**WHAT NEEDS TO BE DONE:** Extend the mailing-list reply about cyclic class dependencies in Soot, picking up right after its final sentence.

**SELECTED PASSAGE:**
[Soot-list] Structure of Soot (OO Design)

Hayden Melton hmel011 at ec.auckland.ac.nz
Sat Jun 3 01:31:19 EDT 2006


 > Thank you for putting a metric to how difficult it is to understand Soot
> code. Over the last month I have been refactoring Soot beyond
> recognition, trying to isolate the optimization routines from the
> parsing and code generation. Soot feels as though every class depends on
> every other class; a huge ball of spaghetti where pulling on any strand
> pulls brings the whole ball with it.
>
> Your graph certainly verified my feeling.

I'm glad the metric matches your intuition. It's been a bit of a mission
convincing some open-source developers of its usefulness! One problem i think
is that open source developers often understand the whole system they work on,
so understand what every class in a cycle does. But for a `newb' like myself to
understand their system it's very hard because everything's cyclically
dependent. I empathize with ya dude.

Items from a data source
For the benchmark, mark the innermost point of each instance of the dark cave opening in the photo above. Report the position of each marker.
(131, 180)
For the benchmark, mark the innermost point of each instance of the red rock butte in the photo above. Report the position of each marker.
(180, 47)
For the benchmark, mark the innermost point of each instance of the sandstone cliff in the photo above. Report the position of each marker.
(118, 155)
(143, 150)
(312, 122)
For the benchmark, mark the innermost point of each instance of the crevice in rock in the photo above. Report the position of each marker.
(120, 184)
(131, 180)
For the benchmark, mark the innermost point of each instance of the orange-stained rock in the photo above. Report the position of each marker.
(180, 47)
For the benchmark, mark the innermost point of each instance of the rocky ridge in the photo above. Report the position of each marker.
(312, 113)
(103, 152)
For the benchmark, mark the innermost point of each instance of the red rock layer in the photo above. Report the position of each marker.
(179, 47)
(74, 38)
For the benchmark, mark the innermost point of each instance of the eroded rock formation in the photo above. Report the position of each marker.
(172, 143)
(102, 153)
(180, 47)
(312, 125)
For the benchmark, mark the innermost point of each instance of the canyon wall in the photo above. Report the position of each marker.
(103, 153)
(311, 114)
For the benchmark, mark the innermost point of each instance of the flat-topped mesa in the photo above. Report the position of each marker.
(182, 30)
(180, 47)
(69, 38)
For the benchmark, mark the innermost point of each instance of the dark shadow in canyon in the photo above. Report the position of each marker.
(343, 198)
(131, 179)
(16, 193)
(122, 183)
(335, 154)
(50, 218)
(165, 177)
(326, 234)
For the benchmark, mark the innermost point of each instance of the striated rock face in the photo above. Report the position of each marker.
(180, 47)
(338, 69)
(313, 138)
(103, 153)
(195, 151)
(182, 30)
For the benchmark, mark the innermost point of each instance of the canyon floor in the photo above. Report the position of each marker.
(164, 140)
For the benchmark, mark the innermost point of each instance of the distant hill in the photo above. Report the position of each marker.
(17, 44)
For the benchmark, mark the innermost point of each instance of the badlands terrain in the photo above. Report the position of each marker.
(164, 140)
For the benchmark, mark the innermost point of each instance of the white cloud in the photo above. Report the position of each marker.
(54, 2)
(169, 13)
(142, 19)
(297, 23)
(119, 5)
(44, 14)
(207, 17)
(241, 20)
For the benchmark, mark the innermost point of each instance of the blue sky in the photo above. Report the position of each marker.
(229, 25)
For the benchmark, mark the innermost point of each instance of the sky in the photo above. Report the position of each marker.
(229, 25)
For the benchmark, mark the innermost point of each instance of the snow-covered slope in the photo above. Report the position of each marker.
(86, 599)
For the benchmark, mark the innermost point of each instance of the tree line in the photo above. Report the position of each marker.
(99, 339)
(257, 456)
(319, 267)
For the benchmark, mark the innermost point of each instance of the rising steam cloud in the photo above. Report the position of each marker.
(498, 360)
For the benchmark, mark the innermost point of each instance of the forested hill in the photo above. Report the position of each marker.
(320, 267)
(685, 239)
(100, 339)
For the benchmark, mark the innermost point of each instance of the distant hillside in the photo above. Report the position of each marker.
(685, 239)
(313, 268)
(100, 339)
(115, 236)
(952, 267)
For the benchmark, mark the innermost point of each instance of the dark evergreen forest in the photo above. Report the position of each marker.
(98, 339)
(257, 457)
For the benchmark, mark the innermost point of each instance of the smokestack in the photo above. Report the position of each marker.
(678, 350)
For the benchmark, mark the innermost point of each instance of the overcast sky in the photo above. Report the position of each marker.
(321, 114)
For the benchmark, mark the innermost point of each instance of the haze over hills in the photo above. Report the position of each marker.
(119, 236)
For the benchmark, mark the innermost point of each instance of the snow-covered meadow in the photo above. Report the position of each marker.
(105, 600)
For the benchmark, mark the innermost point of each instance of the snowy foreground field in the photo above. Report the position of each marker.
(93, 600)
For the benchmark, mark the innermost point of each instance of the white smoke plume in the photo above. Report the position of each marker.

**TASK RESPONSE:**
Eric Bodden: I have made available the data that I used to generate those
graphs. Follow this link, scroll down to the table and download the zip file
for the latest version of Soot:

http://www.cs.auckland.ac.nz/~hayden/corpus.htm

You can use this information to show which files participate in the SCCs and
which have large transitive dependencies. In terms of actual refactoring
there's no silver bullet. The Azureus people used a move-method refactoring on
some static methods to break up some SCCs.

My feeling is that classes with a high fanin that are involved in large SCCs are
a good place to start. Classes that are widely referenced are often
``low-level" classes and should not depend on ``high-level" classes. Look at
these and see if you can reduce their dependencies by extracting interfaces,
creating new classes, moving methods etc. There is a catalogue of refactorings
specifically for breaking cyclic dependencies in John Lakos's book
``Large-Scale C++ Software Design".

/
Hayden






>
>
> Hayden Melton wrote:
>
> >Hi all,
> >
> >
> >I’m a PhD student at the University of Auckland, New Zealand. As part of my
> >research I am doing empirical studies on a corpus of Java applications
> looking
> >at their (OO) design. If you are a developer of Soot you might be interested
> in
> >the metrics I have collected on it. They are available as graphs here:
> >
> >http://www.cs.auckland.ac.nz/~hayden/junitEvolution.htm
> >
> >There’s an explanation of what the graphs mean on my research page:
> >
> >http://www.cs.auckland.ac.nz/~hayden/research.htm
> >
> >Briefly, there are a lot of classes in Soot involved in a big (compilation)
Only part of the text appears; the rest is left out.